## Text extract

○ ○ ○

Commit graph

11 commits

Author SHA1 Message Date
19f1ec092e Turn on Honeycomb instrumentation again
Well, instrumentation seems to be working fine again! The bug we ran into during commit e5081dab7e is gone. Cool!

I want to be able to see what's making the new box slow. My hypothesis was (and it seems to be right) that communication with the database on the Classic DTI server is slow.

But now that they're on the same Linode account and region, I think I can set up a private VLAN to make them muuuch faster. We'll try it out!
2021-11-26 23:41:22 -08:00
5039371a1d Simplify the page pool
Yeah ok, let's just run one browser instance and one pool.

○ ○ ○

## Extracted records
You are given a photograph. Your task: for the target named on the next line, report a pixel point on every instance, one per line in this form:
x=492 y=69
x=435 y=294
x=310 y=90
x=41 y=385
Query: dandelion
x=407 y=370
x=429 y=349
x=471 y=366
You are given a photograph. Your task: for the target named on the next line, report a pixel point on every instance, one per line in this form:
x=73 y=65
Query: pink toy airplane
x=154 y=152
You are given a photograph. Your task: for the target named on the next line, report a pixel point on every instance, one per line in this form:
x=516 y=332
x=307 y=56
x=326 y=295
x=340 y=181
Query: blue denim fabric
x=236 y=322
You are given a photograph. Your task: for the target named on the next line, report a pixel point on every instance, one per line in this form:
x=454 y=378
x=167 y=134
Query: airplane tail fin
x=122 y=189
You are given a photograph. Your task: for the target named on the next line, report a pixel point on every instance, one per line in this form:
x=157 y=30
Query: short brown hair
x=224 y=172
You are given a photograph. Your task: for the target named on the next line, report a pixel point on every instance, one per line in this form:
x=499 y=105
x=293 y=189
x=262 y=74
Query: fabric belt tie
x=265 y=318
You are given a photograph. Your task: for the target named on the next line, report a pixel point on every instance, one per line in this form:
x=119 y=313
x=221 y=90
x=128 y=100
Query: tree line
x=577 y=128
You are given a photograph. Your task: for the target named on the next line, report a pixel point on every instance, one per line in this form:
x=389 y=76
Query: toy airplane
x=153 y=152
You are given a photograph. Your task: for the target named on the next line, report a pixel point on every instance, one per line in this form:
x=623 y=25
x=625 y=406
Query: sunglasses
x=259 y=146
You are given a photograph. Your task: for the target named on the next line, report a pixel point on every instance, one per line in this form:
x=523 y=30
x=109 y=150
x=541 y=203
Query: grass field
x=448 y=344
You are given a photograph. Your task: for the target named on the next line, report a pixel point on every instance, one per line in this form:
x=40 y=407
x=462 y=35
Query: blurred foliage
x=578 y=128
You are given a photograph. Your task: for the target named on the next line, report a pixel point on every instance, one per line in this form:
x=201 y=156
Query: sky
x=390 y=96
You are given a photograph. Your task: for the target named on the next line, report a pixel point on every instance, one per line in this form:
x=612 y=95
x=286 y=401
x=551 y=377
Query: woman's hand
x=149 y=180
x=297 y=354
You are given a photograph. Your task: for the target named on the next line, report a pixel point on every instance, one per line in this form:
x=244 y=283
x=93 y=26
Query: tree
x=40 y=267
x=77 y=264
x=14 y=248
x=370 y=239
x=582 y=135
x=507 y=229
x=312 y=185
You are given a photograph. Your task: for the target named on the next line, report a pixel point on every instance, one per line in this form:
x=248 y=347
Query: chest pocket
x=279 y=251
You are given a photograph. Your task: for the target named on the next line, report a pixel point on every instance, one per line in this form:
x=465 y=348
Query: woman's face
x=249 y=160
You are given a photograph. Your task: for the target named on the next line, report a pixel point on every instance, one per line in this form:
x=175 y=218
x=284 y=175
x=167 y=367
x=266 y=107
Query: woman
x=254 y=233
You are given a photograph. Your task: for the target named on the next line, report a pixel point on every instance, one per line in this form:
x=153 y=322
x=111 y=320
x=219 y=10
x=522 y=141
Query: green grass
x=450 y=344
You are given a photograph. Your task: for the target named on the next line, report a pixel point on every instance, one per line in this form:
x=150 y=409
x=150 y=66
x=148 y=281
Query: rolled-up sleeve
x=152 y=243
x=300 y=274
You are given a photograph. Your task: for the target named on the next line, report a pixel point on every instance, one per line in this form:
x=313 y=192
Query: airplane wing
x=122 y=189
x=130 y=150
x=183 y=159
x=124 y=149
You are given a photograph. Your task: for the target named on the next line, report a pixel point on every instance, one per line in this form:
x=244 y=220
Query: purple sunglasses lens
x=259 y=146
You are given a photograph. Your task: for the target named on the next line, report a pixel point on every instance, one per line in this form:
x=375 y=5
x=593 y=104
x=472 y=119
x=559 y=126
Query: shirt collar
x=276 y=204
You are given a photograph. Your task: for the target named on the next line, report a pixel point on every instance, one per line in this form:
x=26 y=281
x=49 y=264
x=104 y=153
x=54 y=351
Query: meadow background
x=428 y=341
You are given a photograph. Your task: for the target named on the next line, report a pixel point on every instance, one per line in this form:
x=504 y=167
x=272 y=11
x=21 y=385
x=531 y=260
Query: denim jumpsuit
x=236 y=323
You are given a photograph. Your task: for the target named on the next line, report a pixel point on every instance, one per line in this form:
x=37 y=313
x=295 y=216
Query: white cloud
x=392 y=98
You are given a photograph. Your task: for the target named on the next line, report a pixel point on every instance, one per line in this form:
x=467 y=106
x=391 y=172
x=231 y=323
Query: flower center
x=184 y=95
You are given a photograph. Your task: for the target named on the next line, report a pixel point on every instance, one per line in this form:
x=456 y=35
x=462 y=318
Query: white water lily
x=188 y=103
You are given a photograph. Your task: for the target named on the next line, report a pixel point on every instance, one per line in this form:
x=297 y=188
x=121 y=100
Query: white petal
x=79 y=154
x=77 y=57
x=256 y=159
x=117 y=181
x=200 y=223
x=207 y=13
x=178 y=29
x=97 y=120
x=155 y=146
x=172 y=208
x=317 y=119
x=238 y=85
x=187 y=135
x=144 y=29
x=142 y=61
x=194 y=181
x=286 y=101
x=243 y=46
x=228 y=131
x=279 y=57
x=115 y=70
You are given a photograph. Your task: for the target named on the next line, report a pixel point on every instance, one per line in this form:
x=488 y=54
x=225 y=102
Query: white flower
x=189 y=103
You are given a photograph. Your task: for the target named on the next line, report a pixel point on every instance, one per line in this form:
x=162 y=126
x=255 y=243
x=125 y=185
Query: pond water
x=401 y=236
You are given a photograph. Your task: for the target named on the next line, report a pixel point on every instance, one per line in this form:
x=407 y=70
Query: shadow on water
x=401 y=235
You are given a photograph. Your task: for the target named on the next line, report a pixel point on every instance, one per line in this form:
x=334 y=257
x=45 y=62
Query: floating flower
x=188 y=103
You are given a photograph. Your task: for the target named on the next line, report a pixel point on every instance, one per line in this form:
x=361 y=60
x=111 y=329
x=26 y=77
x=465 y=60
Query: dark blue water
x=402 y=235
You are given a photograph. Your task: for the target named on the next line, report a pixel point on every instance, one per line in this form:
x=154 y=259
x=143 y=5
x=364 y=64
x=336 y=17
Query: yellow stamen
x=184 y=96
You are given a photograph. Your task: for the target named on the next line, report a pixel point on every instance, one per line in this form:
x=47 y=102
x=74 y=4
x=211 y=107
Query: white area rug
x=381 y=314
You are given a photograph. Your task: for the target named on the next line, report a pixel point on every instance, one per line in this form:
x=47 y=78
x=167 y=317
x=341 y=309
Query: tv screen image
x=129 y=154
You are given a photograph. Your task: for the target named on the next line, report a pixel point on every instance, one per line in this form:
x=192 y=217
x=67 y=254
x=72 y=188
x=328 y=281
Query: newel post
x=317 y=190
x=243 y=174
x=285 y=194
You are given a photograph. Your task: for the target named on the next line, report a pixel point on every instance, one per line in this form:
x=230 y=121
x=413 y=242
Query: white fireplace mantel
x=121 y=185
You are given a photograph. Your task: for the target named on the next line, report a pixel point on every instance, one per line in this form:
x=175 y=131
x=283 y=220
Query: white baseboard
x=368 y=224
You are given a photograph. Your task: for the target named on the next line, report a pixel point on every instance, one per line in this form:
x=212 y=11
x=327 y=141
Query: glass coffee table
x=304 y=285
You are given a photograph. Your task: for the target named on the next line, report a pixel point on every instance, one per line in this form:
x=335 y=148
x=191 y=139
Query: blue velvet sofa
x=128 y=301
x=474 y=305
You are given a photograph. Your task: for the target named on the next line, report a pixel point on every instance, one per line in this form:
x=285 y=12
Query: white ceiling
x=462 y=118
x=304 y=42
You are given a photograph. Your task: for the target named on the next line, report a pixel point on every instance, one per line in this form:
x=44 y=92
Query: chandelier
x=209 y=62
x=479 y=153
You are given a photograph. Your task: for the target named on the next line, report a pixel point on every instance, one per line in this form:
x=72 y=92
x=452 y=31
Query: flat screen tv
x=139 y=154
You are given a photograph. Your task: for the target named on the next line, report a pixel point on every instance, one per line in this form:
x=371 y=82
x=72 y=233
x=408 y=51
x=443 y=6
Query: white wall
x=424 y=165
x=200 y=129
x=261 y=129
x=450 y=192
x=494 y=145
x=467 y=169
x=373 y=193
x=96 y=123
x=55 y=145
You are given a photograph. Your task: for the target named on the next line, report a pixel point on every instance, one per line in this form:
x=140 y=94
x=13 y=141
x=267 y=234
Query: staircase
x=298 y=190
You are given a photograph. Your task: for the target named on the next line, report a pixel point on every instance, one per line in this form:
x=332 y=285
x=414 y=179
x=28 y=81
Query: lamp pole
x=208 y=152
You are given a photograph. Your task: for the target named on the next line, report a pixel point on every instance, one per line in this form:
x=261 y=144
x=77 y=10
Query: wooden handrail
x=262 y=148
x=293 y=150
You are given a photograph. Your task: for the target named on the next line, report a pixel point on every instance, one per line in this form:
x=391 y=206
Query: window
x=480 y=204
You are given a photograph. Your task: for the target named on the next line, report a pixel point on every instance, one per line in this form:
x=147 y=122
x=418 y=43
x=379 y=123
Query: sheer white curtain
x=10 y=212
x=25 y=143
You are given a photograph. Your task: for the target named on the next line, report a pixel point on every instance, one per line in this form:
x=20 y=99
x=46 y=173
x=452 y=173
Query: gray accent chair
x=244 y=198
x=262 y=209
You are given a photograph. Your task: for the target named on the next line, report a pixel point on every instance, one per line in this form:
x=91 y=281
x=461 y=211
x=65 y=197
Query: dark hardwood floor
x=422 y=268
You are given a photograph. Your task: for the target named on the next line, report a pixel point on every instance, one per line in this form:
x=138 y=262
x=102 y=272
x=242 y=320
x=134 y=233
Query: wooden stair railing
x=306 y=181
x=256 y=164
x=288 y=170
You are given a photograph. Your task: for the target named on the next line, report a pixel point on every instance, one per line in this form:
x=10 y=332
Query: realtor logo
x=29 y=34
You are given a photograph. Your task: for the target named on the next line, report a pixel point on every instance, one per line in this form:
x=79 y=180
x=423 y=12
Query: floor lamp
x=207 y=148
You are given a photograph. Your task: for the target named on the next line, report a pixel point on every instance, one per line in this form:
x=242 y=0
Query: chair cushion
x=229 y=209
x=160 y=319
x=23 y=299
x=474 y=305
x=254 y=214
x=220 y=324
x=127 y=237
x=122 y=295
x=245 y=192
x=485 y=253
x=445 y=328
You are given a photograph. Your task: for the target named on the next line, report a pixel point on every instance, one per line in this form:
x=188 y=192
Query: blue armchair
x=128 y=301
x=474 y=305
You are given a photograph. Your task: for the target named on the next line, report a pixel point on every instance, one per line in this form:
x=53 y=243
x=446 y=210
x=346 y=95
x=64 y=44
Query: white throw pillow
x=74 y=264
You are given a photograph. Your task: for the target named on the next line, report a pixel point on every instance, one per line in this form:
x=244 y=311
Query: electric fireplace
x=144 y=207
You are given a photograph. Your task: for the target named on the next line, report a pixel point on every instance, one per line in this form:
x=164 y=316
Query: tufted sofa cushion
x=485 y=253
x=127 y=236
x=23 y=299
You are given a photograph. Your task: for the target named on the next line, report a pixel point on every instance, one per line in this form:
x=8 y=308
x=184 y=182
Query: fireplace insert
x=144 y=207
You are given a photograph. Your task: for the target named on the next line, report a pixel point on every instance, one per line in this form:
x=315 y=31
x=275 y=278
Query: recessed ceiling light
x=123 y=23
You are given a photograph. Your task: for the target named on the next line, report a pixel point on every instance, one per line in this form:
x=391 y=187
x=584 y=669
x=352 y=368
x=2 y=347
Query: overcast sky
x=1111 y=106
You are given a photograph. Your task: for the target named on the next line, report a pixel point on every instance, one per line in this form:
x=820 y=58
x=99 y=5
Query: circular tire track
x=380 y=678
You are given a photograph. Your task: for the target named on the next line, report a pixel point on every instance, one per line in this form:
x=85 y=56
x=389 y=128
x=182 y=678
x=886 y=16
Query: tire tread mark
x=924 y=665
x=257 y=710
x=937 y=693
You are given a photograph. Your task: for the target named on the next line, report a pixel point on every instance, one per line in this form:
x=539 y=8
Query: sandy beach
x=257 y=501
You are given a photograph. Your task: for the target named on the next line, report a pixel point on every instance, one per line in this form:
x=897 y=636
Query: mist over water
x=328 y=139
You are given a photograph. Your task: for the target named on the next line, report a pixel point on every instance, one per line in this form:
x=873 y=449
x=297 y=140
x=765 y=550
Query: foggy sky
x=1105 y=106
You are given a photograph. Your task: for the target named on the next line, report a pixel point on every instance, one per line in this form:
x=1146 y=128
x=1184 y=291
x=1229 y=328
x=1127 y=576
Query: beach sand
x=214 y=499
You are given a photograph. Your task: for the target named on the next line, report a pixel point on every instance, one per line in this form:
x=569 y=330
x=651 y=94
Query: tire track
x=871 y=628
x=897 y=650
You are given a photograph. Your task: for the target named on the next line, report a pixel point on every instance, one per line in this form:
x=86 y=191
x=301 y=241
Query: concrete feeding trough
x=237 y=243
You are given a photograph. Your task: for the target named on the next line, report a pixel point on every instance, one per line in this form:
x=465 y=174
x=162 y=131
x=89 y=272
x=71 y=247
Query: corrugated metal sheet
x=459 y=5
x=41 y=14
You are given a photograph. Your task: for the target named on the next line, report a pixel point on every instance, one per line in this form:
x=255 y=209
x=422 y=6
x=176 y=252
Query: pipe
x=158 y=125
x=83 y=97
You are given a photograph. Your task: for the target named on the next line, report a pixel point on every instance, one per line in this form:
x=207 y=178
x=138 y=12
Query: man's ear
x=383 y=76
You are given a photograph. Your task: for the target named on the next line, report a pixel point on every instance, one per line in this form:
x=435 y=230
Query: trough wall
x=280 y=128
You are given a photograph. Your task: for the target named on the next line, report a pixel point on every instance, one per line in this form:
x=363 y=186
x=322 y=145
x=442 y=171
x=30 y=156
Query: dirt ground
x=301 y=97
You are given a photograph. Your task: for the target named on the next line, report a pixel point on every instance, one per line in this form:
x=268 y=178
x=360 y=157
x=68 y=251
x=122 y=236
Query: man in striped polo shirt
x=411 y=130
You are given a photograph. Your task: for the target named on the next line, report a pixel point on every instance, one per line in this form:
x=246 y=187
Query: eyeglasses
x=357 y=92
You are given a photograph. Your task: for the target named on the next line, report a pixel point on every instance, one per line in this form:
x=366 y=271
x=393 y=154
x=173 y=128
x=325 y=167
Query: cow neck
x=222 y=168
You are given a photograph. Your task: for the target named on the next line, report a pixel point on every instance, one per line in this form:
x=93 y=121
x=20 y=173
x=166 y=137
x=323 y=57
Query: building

○ ○ ○

## Challenge 1
In the commit graph, why did the author turn Honeycomb instrumentation back on?
## Challenge 2
Print the part of the commit graph that opens with the words containing "Commit graph" and closes with "server is slow.".
The data above comes from a separate source.

## Final answer 1
The author wanted to see what was making the new box slow and suspected that communication with the database on the Classic DTI server was the cause. Instrumentation could be switched on again because the bug encountered during commit e5081dab7e was gone.

## Final answer 2
Commit graph

11 commits

Author SHA1 Message Date
19f1ec092e Turn on Honeycomb instrumentation again
Well, instrumentation seems to be working fine again! The bug we ran into during commit e5081dab7e is gone. Cool!

I want to be able to see what's making the new box slow. My hypothesis was (and it seems to be right) that communication with the database on the Classic DTI server is slow.